TEXTABSCHNITT —
_ _ _ _

Weihnachten, so könnte man sich beschweren, ist zu einer Eruption von Kitsch und einer Sentimentalitätsorgie verkommen. Der eigentliche Sinn des Fests ist verloren gegangen. Geschenke sind Ausdruck sozialer Bilanzen, die sorgsam berechnet werden. Ja: Weihnachten möge nicht ganz aus der Krippe seiner Herkunft gerissen werden; ja, Weihnachten ist ein Fest, das ein
Motiv ausdrückt, das „zu schön ist, um wahr zu sein“(und gerade deswegen göttliche Wahrheit sein kann). Ja, Weihnachten ist nicht ein Fest, das aus Glöckchen und Schnee und Kerzen entstanden ist.

_ _ _ _

Datensätze —
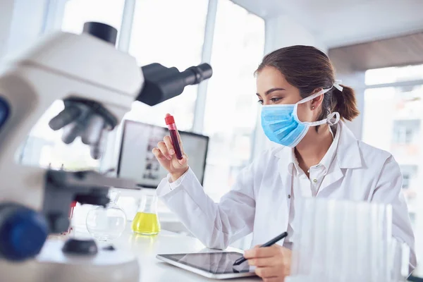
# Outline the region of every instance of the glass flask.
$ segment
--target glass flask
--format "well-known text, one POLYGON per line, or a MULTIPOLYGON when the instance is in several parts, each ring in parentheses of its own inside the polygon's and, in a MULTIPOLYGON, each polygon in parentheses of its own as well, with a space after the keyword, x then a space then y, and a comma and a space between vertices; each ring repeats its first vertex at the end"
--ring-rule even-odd
POLYGON ((106 207, 98 207, 88 212, 86 224, 88 232, 96 239, 108 241, 119 238, 126 226, 126 215, 116 204, 119 193, 111 192, 112 200, 106 207))
POLYGON ((145 195, 141 198, 138 212, 132 223, 135 233, 156 235, 160 232, 160 222, 157 216, 157 197, 145 195))

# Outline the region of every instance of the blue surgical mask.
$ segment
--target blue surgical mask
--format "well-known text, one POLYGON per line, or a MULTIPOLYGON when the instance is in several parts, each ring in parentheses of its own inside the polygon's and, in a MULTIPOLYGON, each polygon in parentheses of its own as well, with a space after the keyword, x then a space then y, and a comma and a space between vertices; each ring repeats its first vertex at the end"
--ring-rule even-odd
MULTIPOLYGON (((333 85, 342 91, 342 87, 338 83, 333 85)), ((317 126, 324 123, 333 125, 339 121, 339 114, 334 112, 326 118, 314 122, 302 122, 298 119, 297 109, 299 104, 305 103, 323 95, 331 88, 310 95, 294 104, 264 105, 262 108, 262 127, 267 137, 276 143, 283 146, 294 147, 307 134, 310 126, 317 126), (335 118, 334 121, 332 119, 335 118)))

_ _ _ _

ARBEITSANWEISUNGEN —
(A) Ändere in den Zeilen der Datensätze, beginnend mit der ersten Zeile und endend mit der Zeile, die „--target glass flask“ enthält, „glass flask“ überall zu „glass beaker“ und gib diese Zeilen sonst unverändert wieder. Lass die Bilder dabei weg.
(B) Führe den Text über Weihnachten nach seinem letzten Satz weiter.
Der Textabschnitt über Weihnachten und die Datensätze haben nichts miteinander zu tun.

LÖSUNGEN —
(A)
# Outline the region of every instance of the glass beaker.
$ segment
--target glass beaker

(B)
Und doch: Ein Mal im Jahr sich selber eingestehen dürfen, dass hier eine Sehnsucht nach (ganz) anderem ist, eine Sehnsucht nach Heil und heiler Familie, eine Sehnsucht nach Frieden, Frieden im Herzen. Ein Mal im Jahr auf kitschige Karten rührselige Worte schreiben, die tatsächlich aus unseren verkümmerten Herzen kommen. Ein Mal im Jahr liebevoll das Unnotwendige einpacken, dessen eingedenk, dass die Liebe vom Nichtnotwendigen getragen wird und doch das einzige Notwendige ist.
Ein Mal im Jahr eine Einübung in den Nichtzynismus genießen. Frohe Weihnachten!